- Uit te voeren taak -
Vertaal de volgende zin uit de brief in het Engels: "Hoe zonderling is 't leven onder de menschen toch."

- Tekstfragment -
§

Gerrit Jan Hofker aan Willem Witsen en Elizabeth Witsen-van Vloten
Plaats: IJmuiden |
Datum: 2 maart [1898] |
Verblijfplaats: KB 75 C 51 |
[1:1]
IJmuiden 2 Maart
Beste Betsy en Wim, zijt ge waarlijk niet boos, dat ik zoo op anderen steun? Ge weet niet hoe aangenaam mij dit is geweest. Gij vindt 't ook aangenaam, is 't niet? Zeg ja, en ik ben er tevredener om. Wat prettig dat M. er geen zwaar hoofd om heeft gehad. Ze heeft een spaarpotje voor Juni en dat wilde ik haar intact laten behouden. Wel hartelijk bedankt. Ik zal nu goed oppassen in letterlijken zin op mijn tellen, want kinderachtig vind ik 't wel voor zoo'n ouden baas. Maar nu verwacht ik binnen heel gauw een brief voor ons beiden, hoe 't nu in E. gesteld is. Hein schrijft: heel goed en beterende. Hij schijnt erg ingenomen te zijn met een aquarel van Wim, dat op zijn kamer staat. Hij kijkt er veel naar en vindt 't een werk van sterke gevoeligheid zonder vooropgezet idee. Is 't zoo heel onmogelijk, dat Betsy hier ook eens komt? Maar 't schijnt onmogelijk. In elk geval krijg ik wel binnenkort een brief van jullie. Ik vond 't zoo prettig B.'s schrift weer
[1:2]
eens te zien. Hoe zonderling is 't leven onder de menschen toch. Daar zit ik nu al anderhalf jaar aan 't strand en nooit komt er een post binnen of ik denk aan Ede. Ik doe onbillijk minder dikwijls naar brieven uit A. van Hein te verlangen, maar 't is zoo. Ik lig dikwijls uren lang tusschen 4 en 7 's morgens op kantoor stil en denk dan dikwijls aan E. Ik denk dan dat ik er veel meer had kunnen komen, jaren geleden, maar dat denkt men altijd van dingen uit 't verleden, dat men er meer had moeten zijn en zulke dingen. Ik denk wel eens aan den avond toen ik het wiegje naar boven bracht. Ik heb altijd gewacht iets voor B. te mogen doen en dit, zooals zij wilde dàt ik 't deed. Maar de gelegenheden schijnen weinige te zijn geweest. Alleen tòen en een morgen in A., toen ik haar van den trein haalde. Ik ben nu niet verdrietig of morrend omdat ik aan 't strand zit - want M. is hier en 't loopt met haar net als ik gedacht heb - ze wordt heel gelukkig - maar gedachten en verlangens en terugblik heeft een mensch altijd en misschien wel 't ergste een kantoormensch, omdat die zoo vaak is in omstandigheden, die heelemaal buiten hem om zijn aangebracht.

§

- Aangeleverde lijst -

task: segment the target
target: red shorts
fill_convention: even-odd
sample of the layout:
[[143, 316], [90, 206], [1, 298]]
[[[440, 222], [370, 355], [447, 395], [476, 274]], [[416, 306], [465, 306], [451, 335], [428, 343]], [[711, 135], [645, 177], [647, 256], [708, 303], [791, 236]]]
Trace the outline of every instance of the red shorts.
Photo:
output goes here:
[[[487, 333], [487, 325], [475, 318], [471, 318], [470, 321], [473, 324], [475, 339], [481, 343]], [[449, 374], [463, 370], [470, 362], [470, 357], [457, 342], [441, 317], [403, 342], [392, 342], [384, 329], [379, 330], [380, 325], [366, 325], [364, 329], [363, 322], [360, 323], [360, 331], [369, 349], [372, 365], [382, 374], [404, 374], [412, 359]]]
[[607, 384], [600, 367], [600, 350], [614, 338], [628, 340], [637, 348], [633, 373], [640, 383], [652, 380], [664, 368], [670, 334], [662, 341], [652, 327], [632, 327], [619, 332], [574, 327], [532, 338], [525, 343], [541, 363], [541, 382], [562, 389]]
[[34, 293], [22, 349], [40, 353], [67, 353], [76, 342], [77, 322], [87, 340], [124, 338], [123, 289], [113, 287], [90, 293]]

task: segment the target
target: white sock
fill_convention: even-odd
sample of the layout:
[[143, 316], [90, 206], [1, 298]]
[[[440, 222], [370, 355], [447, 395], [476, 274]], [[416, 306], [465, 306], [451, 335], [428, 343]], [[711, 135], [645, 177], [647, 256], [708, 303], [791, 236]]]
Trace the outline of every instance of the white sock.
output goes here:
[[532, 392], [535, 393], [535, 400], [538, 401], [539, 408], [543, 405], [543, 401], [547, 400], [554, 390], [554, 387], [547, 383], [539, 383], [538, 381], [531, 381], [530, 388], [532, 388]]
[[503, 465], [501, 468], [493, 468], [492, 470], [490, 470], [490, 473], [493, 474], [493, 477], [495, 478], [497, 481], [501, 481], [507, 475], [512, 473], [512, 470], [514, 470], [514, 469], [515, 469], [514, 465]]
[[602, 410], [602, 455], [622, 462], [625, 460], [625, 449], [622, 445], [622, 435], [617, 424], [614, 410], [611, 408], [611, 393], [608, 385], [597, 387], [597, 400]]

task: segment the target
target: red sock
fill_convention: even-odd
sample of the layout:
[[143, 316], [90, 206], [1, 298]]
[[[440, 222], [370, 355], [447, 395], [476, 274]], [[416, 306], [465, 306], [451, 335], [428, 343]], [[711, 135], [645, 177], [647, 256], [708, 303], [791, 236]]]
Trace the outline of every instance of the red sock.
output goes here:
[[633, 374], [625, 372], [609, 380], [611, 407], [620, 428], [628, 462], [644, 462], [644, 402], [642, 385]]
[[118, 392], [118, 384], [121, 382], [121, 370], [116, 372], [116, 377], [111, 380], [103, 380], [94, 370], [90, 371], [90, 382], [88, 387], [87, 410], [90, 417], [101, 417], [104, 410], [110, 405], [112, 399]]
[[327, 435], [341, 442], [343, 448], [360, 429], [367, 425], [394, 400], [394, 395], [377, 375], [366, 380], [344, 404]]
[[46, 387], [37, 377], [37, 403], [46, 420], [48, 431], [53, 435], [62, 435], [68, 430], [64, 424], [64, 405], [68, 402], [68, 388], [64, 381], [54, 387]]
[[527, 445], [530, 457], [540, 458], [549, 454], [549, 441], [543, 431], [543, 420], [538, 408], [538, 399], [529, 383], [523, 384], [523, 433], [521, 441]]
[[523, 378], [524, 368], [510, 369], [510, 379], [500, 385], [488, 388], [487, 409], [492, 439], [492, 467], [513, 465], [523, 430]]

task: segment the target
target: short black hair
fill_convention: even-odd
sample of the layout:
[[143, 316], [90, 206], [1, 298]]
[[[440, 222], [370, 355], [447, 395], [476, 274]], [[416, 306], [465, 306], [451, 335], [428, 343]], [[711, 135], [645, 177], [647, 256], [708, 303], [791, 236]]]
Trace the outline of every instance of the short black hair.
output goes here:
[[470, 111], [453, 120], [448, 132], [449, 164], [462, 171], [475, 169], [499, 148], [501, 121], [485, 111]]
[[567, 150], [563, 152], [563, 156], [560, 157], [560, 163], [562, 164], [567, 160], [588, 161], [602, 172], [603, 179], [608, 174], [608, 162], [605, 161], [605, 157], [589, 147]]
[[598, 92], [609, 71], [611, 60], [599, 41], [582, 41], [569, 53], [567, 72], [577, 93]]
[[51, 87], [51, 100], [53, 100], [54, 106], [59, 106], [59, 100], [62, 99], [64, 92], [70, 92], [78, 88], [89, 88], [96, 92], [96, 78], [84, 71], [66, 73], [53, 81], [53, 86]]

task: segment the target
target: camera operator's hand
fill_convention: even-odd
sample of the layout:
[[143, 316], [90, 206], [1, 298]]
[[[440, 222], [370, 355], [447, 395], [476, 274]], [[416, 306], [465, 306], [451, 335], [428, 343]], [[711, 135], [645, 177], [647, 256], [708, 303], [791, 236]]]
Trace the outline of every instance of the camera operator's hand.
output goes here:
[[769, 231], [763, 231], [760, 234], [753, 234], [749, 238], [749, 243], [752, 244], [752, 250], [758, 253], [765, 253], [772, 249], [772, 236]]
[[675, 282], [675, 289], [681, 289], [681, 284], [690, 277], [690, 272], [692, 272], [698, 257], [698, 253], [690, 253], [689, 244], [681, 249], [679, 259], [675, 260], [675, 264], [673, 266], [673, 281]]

§

- Uw antwoord -
How strange life among people is, after all.